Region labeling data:
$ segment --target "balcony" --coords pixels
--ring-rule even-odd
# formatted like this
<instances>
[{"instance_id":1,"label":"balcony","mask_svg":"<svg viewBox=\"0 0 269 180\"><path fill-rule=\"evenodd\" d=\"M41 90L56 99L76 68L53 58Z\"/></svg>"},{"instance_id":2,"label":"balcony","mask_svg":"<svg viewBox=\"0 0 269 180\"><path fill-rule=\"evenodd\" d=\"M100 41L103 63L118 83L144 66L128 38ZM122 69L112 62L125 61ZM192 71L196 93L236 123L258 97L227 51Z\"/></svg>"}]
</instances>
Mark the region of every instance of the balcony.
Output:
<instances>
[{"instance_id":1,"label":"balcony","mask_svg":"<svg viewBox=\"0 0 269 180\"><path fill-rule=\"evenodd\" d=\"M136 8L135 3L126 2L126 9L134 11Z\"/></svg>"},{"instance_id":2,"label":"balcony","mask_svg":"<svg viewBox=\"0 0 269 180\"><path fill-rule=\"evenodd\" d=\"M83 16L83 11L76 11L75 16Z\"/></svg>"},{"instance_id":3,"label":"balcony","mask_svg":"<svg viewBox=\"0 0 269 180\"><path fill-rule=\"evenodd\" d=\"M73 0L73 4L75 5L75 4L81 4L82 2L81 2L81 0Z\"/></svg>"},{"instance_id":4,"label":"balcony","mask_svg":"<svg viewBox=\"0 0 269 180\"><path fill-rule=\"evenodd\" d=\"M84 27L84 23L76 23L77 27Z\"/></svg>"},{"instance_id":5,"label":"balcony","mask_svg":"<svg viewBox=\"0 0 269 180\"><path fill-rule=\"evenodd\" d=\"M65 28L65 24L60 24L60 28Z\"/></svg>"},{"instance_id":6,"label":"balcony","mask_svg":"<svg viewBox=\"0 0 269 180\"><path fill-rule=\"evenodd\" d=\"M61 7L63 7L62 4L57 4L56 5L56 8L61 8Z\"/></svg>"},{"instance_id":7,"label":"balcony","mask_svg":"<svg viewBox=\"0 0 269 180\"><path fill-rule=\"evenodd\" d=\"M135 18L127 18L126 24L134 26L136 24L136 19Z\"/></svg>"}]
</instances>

GOAL:
Extract every line of the data above and reproduce it verbatim, with no changes.

RESULT:
$ segment --target "balcony" --coords pixels
--ring-rule even-odd
# formatted like this
<instances>
[{"instance_id":1,"label":"balcony","mask_svg":"<svg viewBox=\"0 0 269 180\"><path fill-rule=\"evenodd\" d=\"M41 90L56 99L76 68L53 58Z\"/></svg>"},{"instance_id":2,"label":"balcony","mask_svg":"<svg viewBox=\"0 0 269 180\"><path fill-rule=\"evenodd\" d=\"M100 41L103 63L118 83L144 66L128 38ZM122 69L112 62L125 61ZM192 71L196 93L236 123L258 97L227 51Z\"/></svg>"}]
</instances>
Mark the region of every instance of the balcony.
Output:
<instances>
[{"instance_id":1,"label":"balcony","mask_svg":"<svg viewBox=\"0 0 269 180\"><path fill-rule=\"evenodd\" d=\"M136 8L135 3L126 2L126 9L134 11Z\"/></svg>"},{"instance_id":2,"label":"balcony","mask_svg":"<svg viewBox=\"0 0 269 180\"><path fill-rule=\"evenodd\" d=\"M83 16L83 11L76 11L75 16Z\"/></svg>"},{"instance_id":3,"label":"balcony","mask_svg":"<svg viewBox=\"0 0 269 180\"><path fill-rule=\"evenodd\" d=\"M73 0L73 4L75 5L75 4L81 4L82 2L81 2L81 0Z\"/></svg>"},{"instance_id":4,"label":"balcony","mask_svg":"<svg viewBox=\"0 0 269 180\"><path fill-rule=\"evenodd\" d=\"M84 27L84 23L76 23L77 27Z\"/></svg>"},{"instance_id":5,"label":"balcony","mask_svg":"<svg viewBox=\"0 0 269 180\"><path fill-rule=\"evenodd\" d=\"M65 28L65 24L60 24L60 28Z\"/></svg>"},{"instance_id":6,"label":"balcony","mask_svg":"<svg viewBox=\"0 0 269 180\"><path fill-rule=\"evenodd\" d=\"M61 7L63 7L62 4L57 4L56 5L56 8L61 8Z\"/></svg>"},{"instance_id":7,"label":"balcony","mask_svg":"<svg viewBox=\"0 0 269 180\"><path fill-rule=\"evenodd\" d=\"M135 18L127 18L126 24L134 26L136 24L136 19Z\"/></svg>"}]
</instances>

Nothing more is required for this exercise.